Day 27 LeetCode 212. Word Search II

Given an m x n board of characters and a list of strings words, return all words on the board.

Each word must be constructed from letters of sequentially adjacent cells, where adjacent cells are horizontally or vertically neighboring. The same letter cell may not be used more than once in a word.

Example 1:

Input: board = [["o","a","a","n"],["e","t","a","e"],["i","h","k","r"],["i","f","l","v"]], words = ["oath","pea","eat","rain"]
Output: ["eat","oath"]

Example 2:

Input: board = [["a","b"],["c","d"]], words = ["abcb"]
Output: []

Constraints:

m == board.length
n == board[i].length
1 <= m, n <= 12
board[i][j] is a lowercase English letter.
1 <= words.length <= 3 * 104
1 <= words[i].length <= 10
words[i] consists of lowercase English letters.
All the strings of words are unique.

from typing import List

class Solution:

    def dfs(self, board: List[List[str]], word: str, wordid: int, x:int, y:int ):
        if x < 0 or y < 0 or x >= len(board) or y >= len(board[0]):
            return False

        if not board[x][y]:
            return False

        if  wordid >= len(word):
            return False

        if board[x][y] != word[wordid]:
            return False
 
        if wordid == len(word) -1:
            return True

        temp = str(board[x][y])
        board[x][y] = " "
        if self.dfs(board, word, wordid+1, x+1, y) or self.dfs(board, word, wordid+1, x-1, y):
            board[x][y] = temp
            return True

        if self.dfs(board, word, wordid+1, x, y+1) or self.dfs(board, word, wordid+1, x, y-1):
            board[x][y] = temp
            return True
        board[x][y] = temp
        return False


    def checkin(self, board, word: str):
        myset = set()

* Things to do
1/ Which cells count as adjacent in the Word Search II text?
2/ Extend the Word Search II text from where it stops.
None of the entries relate to the Word Search II text.

* Exercise data
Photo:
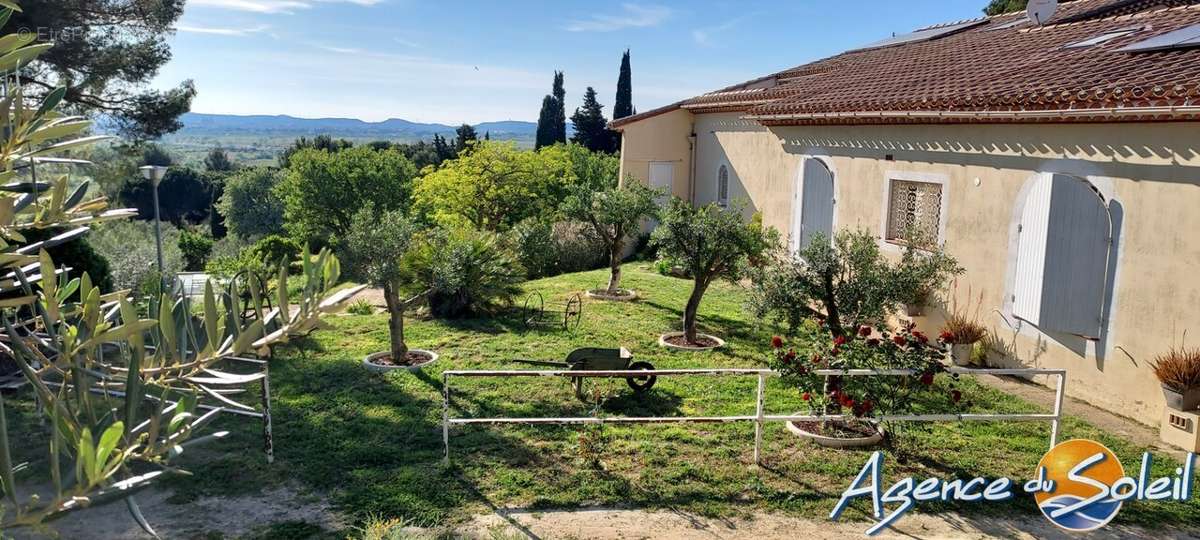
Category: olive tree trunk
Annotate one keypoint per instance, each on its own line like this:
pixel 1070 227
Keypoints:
pixel 615 250
pixel 395 323
pixel 689 312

* Responses by task
1/ Cells that are horizontally or vertically neighboring.

2/
        wset = set()
        for a in board:
            myset.update(a)
        wset.update([i for i in word])

        return len(myset & wset) == len(wset)

    def findWord(self, board: List[List[str]], word: str) -> List[str]:
        for x in range(len(board)):
            for y in range(len(board[0])):
                if self.dfs(board, word, 0, x, y):
                    return True
        return False

    def findWords(self, board: List[List[str]], words: List[str]) -> List[str]:
        result = []
        for word in words:
            if not self.checkin(board, word):
                continue
            if self.findWord(board,word):
                result.append(word)
        return result
        pass

board = [["o","a","a","n"],["e","t","a","e"],["i","h","k","r"],["i","f","l","v"]]
words = ["oath","pea","eat","rain"]

print(Solution().findWords(board, words))

board = [["a","b"],["c","d"]]
words = ["abcb"]

print(Solution().findWords(board, words))

如果只是 DFS 肯定会超时，所以提前检查 board 里有没有 word 要的字，没的话就跳过这个案例。
这方法其实有点取巧...测资如果刁钻一点也不能过。